* [Exercise brief]
Only the lines below starting at the one containing "sample | (221,326)" and ending at the one containing "sample | (328,58)" belong in the answer, each copied exactly.

(Point-per-instance localization data)
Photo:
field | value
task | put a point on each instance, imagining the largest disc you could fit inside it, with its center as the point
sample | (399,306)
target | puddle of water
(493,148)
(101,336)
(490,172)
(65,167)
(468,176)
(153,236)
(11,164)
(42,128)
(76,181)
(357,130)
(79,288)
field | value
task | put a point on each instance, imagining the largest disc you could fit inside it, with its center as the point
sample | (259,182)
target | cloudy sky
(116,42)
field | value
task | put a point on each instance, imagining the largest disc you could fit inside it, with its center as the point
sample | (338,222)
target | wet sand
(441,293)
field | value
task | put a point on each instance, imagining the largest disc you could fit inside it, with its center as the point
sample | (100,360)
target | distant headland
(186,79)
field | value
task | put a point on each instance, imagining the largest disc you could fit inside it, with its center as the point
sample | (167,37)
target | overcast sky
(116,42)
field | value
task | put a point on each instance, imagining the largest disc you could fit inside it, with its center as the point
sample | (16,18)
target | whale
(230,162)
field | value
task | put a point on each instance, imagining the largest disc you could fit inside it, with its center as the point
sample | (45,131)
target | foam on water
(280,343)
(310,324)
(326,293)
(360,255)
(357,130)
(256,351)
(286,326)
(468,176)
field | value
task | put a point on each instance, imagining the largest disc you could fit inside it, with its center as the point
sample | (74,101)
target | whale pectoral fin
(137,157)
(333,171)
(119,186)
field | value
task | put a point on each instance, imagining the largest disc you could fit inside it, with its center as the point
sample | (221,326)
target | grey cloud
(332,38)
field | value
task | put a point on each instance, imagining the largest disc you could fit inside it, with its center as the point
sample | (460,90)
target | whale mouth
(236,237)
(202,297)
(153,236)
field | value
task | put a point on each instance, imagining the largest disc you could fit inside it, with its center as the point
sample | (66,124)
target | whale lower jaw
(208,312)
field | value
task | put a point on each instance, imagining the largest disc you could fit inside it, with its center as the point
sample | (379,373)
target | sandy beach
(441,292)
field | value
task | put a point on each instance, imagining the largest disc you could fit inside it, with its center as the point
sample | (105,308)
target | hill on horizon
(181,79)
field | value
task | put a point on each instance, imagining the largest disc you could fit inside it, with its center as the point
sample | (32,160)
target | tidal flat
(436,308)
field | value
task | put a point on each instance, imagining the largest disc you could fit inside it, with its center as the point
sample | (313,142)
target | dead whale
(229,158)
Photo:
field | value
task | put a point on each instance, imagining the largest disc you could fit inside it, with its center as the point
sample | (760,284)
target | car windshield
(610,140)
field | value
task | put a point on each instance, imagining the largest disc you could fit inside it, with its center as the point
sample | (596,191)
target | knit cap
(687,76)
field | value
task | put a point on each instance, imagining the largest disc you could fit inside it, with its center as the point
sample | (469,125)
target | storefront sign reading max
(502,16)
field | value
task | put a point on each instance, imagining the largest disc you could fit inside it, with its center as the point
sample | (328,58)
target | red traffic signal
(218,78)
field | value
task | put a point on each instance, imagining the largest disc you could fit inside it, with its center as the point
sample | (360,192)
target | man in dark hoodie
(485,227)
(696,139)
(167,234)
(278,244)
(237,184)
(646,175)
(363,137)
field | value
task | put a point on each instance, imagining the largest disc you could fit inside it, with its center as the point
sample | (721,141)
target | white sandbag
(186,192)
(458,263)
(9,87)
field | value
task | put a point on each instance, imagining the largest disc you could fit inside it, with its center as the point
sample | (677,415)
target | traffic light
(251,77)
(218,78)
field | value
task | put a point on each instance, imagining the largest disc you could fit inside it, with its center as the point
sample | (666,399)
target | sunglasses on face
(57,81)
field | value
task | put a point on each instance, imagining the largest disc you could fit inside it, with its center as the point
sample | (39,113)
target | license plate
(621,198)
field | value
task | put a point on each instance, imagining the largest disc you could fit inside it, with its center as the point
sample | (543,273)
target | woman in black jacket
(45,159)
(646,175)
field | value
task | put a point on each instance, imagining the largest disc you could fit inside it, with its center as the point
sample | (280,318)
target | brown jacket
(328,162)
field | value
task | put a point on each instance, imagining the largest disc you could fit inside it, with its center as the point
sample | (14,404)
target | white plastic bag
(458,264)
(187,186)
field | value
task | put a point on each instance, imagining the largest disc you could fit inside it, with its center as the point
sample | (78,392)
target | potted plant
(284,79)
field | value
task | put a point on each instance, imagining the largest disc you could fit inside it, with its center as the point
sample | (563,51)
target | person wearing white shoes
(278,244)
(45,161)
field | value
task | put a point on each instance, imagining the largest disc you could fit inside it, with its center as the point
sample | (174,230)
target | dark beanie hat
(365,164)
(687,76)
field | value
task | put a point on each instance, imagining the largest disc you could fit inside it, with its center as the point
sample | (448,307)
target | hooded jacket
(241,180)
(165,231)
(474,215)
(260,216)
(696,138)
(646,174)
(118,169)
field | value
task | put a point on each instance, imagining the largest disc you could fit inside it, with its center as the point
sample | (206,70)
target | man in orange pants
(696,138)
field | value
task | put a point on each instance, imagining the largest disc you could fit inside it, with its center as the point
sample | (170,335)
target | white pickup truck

* [Solution below]
sample | (221,326)
target | grey cloud
(332,38)
field | value
task | put a point on each instance, imagining the largest disc you could fit inside it, with its center as the point
sample | (460,90)
target | whale mouth
(236,237)
(202,297)
(153,236)
field | value
task | put a point on each instance, imagining the largest disc you could fit inside it, with its center as the point
sample | (66,124)
target | whale lower jaw
(208,312)
field | value
task | put a point on each instance, imagining the largest disc you could fit inside it, with its center as the point
sample | (379,373)
target | sandy beach
(441,292)
field | value
task | put a point on each instance, imagining the largest disc you could fit inside it, with its center as the point
sample | (105,308)
target | hill on horizon
(181,79)
field | value
task | put a point on each instance, imagining the largest disc you could fit inside it, with its center as the point
sample | (32,160)
target | tidal flat
(436,308)
field | value
task | put a point on each instance, imagining the largest disc you could fit inside it, with its center as the point
sample | (313,142)
target | dead whale
(229,158)
Photo:
field | value
task | put a point on each instance, imagining the largest disc you could fit inside it, with its center as the point
sample | (760,284)
target | car windshield
(610,140)
field | value
task | put a point on each instance, imagining the largest disc you could fit inside it, with its center as the point
sample | (596,191)
target | knit cap
(687,76)
field | value
task | put a point on each instance, imagining the largest disc you could fit inside it, with its center as the point
sample | (469,125)
target | storefront sign reading max
(502,16)
field | value
task | put a point on each instance, imagining the largest disc you could fit inside it, with its center as the point
sample | (328,58)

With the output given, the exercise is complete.